— Challenges —
1. Return, word for word, the part of the discussion of CS degrees starting with "Person B spends" and going on through "about teaching her.".
2. Write the next part of the discussion of CS degrees, picking up after its final sentence.

Person B spends four years working full-time on something interesting at Google, which probably gives her more total hands-on-keyboard time, and also access to some minor wizards, although they may not care so much about teaching her.
Let's say that both of them also spend a bit of time on the side learning programming things not school- or work-related.
If both of them have an equal thirst for knowledge, I just don't see why person A is likely to become a better programmer, or why B would fail to pick up the style of thinking you described (which is common, in my experience, among good programmers.) I honestly think that you're mixing up the consequences of {smart, curious, motivated, spends a lot of time programming} and {took a CS degree}.
Real world might be different, but I don't think a CS degree should be teaching programming at least for a few hours a day. IMO that would be a total waste. There are bazillion of things to learn - database concepts, discrete maths, networks, ai&ml, digital electronics, some basic circuit theory, operating systems...There is programming involved in almost all of the courses, but the purpose isn't to learn about programming. When I am learning about MVCC, I am least concerned about learning programming, but the MVCC concept itself.
I have worked with extremely intelligent CS graduates. When it comes to the really involved algorithmic work they leave me in the dust. However every programming job I've ever had has been focused on the other stuff like writing tests and building clean abstractions and maintainable code 99% of the time.
When it comes to this stuff CS grads are no better than any other programmer. In fact, new graduates are often worse because they've never had to build and maintain massive systems over any significant period of time.

— Material supplied —

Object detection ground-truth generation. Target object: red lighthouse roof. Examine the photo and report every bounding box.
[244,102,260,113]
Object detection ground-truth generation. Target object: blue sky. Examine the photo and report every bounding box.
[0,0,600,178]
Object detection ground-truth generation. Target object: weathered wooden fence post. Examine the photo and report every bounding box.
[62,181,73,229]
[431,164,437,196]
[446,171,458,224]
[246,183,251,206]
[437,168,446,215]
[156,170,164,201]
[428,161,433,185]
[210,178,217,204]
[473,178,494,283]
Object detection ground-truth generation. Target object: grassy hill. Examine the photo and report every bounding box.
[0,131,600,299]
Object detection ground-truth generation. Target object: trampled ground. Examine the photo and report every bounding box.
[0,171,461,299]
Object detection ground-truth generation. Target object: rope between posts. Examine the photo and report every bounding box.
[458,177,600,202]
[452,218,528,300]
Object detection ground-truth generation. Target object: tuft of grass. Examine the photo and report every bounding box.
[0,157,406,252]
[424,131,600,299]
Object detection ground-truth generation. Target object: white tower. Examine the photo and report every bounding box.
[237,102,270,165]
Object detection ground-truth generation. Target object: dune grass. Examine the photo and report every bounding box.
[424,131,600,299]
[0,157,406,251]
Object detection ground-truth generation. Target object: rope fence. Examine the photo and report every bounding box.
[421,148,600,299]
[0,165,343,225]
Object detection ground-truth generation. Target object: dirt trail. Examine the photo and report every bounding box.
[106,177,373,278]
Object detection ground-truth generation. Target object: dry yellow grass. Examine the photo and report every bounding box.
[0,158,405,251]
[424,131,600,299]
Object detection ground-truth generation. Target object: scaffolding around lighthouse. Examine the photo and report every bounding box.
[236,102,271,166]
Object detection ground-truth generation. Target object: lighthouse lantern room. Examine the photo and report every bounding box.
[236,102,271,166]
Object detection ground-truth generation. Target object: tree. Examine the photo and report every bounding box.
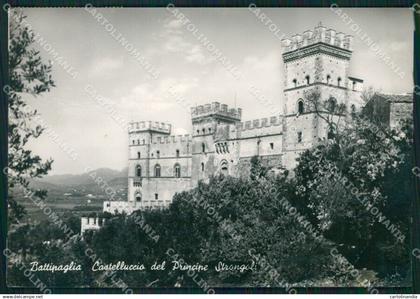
[5,9,55,224]
[295,113,413,275]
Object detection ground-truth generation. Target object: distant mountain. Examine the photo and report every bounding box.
[34,168,128,187]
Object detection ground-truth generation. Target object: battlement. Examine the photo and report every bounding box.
[282,23,353,53]
[153,134,192,144]
[80,217,105,235]
[236,116,283,131]
[191,102,242,121]
[128,121,172,134]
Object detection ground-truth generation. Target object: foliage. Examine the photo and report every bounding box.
[5,9,54,224]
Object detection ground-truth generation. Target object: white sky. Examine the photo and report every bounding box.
[15,8,413,174]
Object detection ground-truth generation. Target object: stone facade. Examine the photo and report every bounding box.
[80,25,412,234]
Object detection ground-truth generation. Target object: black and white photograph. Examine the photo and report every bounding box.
[2,3,420,295]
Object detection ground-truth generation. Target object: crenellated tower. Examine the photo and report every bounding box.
[128,121,171,203]
[191,102,242,185]
[282,23,363,169]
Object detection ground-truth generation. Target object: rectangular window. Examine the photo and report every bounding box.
[298,132,302,143]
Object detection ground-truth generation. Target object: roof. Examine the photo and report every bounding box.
[378,94,414,103]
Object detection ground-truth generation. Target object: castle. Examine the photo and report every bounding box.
[82,24,410,232]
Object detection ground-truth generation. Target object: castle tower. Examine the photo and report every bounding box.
[282,23,363,169]
[191,102,242,186]
[128,121,171,203]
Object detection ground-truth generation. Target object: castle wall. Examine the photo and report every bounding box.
[80,217,105,235]
[389,102,413,128]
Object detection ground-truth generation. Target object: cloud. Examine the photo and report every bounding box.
[160,19,215,65]
[89,57,123,76]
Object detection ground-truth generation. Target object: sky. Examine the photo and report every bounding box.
[16,8,413,174]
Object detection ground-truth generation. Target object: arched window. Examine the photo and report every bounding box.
[298,99,305,114]
[327,97,337,113]
[350,104,356,115]
[220,160,229,175]
[174,163,181,178]
[136,192,141,202]
[155,164,160,178]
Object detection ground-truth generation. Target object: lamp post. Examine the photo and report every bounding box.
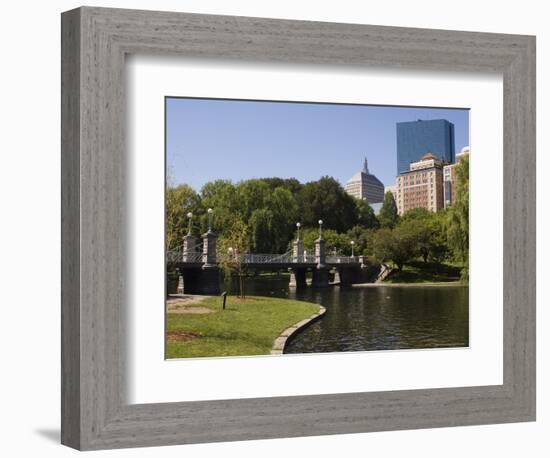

— Results for the exercise —
1.
Person B spends four years working full-time on something interesting at Google, which probably gives her more total hands-on-keyboard time, and also access to some minor wizards, although they may not care so much about teaching her.

2.
If you stumble upon a problem that cries for a trie or a splay tree and you don't know they exist, you'll have a very difficult time solving the problem with adequate performance.
If you are lucky and dedicated and talented you might end up with something similar, but it'll take you a lot longer than one who already knew they were there and how and why to use them. Likewise, if you have been trained in developing algorithms, you know what are the important things and which aren't, and have a toolkit to select ideas from.
Of course, outliers do not invalidate the thesis.
And how often in your experience you stumble upon these kind of problems? In my experience, the clever parts are about 5% to 20%. Of course, there can be projects where the clever parts outnumber the non-clever parts, but we are talking about norms, and as you said, exceptions don't prove rules.
Caveat: These problems might not happen often in less data intensive domains but, when they do happen, they are certainly very important in my experience.
And the question arose from the claim that the formally taught and self-taught programmers take different approaches in general. It goes without saying that a problem that can be solved effectively using a trie will be approached in 2 different ways by someone who knows tries and someone who does not. The claim made in the OP was broad, and I am saying about 80% of the time, an auto-didact and a CS person will solve it the same way. Claiming that because sometimes a CS person can use insights which the non-cs guy doesn't have doesn't equate to different approaches.
It's possible to get the same end result most of the time (especially if the end result doesn't require the "clever" solution), but I would also agree that there definitely is a difference in approach that is discernable by watching someone work.
Starter finisher bug fixer architect
In many ways I think these are the sorts of things that are influenced by your background. People with a CS background tend to be better at the architecting side of things in my experience. The self taught are better starters because they are super comfortable learning new languages and enjoy the thrill of the new stuff. Some of the best finishers I've ever met tend to be EE folks.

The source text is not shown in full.